◆ Task statement: Go to the line that contains "pin: the white picket" and extract it along with every line after it, exactly, through the end of the data below.

<<<<

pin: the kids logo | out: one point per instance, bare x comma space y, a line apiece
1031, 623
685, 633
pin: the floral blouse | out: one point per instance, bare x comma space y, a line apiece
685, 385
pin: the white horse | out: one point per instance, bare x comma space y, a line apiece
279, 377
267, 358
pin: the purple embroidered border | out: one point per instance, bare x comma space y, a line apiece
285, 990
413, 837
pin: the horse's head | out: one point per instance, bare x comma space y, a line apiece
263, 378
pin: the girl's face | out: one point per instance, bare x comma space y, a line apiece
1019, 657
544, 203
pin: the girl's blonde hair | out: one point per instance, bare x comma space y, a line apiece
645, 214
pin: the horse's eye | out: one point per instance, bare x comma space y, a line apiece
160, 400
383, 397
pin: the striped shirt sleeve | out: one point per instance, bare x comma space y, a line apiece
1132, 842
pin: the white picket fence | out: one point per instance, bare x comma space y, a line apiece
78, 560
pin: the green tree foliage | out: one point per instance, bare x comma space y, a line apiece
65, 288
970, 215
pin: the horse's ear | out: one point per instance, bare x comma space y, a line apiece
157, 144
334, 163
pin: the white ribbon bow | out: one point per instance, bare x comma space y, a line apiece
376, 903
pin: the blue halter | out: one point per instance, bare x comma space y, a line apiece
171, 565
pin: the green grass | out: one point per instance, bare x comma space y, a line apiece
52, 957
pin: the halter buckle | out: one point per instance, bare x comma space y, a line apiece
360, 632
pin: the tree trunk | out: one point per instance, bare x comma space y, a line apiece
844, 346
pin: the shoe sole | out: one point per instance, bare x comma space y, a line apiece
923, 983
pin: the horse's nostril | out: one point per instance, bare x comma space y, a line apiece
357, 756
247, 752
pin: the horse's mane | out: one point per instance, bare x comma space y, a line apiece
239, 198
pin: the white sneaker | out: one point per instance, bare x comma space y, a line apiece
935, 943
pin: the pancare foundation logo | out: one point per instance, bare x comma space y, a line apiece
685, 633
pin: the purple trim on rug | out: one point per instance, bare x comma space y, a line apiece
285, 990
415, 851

>>>>

◆ Written solution:
pin: the white picket fence | out: one point per instance, bare x comma space y, a line apiece
78, 560
pin: the green tree foliage | out: one point per instance, bare x comma space y, a line apiece
65, 288
970, 215
pin: the horse's ear | out: one point per instance, bare x comma space y, a line apiece
157, 144
334, 163
pin: the white ribbon bow | out: one point per instance, bare x comma space y, a line apiece
376, 903
pin: the blue halter | out: one point per instance, bare x comma space y, a line apiece
171, 565
pin: the green grass | out: one point per instance, bare x comma space y, a line apiece
52, 957
pin: the halter buckle | out: one point per instance, bare x comma space y, a line apiece
360, 632
pin: the tree trunk | out: one point per instance, bare x comma space y, a line apiece
844, 346
pin: the shoe sole | out: one point per instance, bare x comma space y, a line apiece
923, 983
pin: the horse's nostril | out: one point per instance, bare x comma space y, a line apiece
357, 756
247, 752
pin: the horse's mane | out: one point per instance, bare x comma space y, a line apiece
239, 198
pin: the white sneaker | out: one point per instance, bare x comma space y, a line apiece
935, 943
pin: the pancare foundation logo | out: one point per instance, bare x comma space y, a line apiece
685, 633
pin: the purple trim on rug | out: one point per instance, bare x comma space y, a line apiece
285, 990
415, 851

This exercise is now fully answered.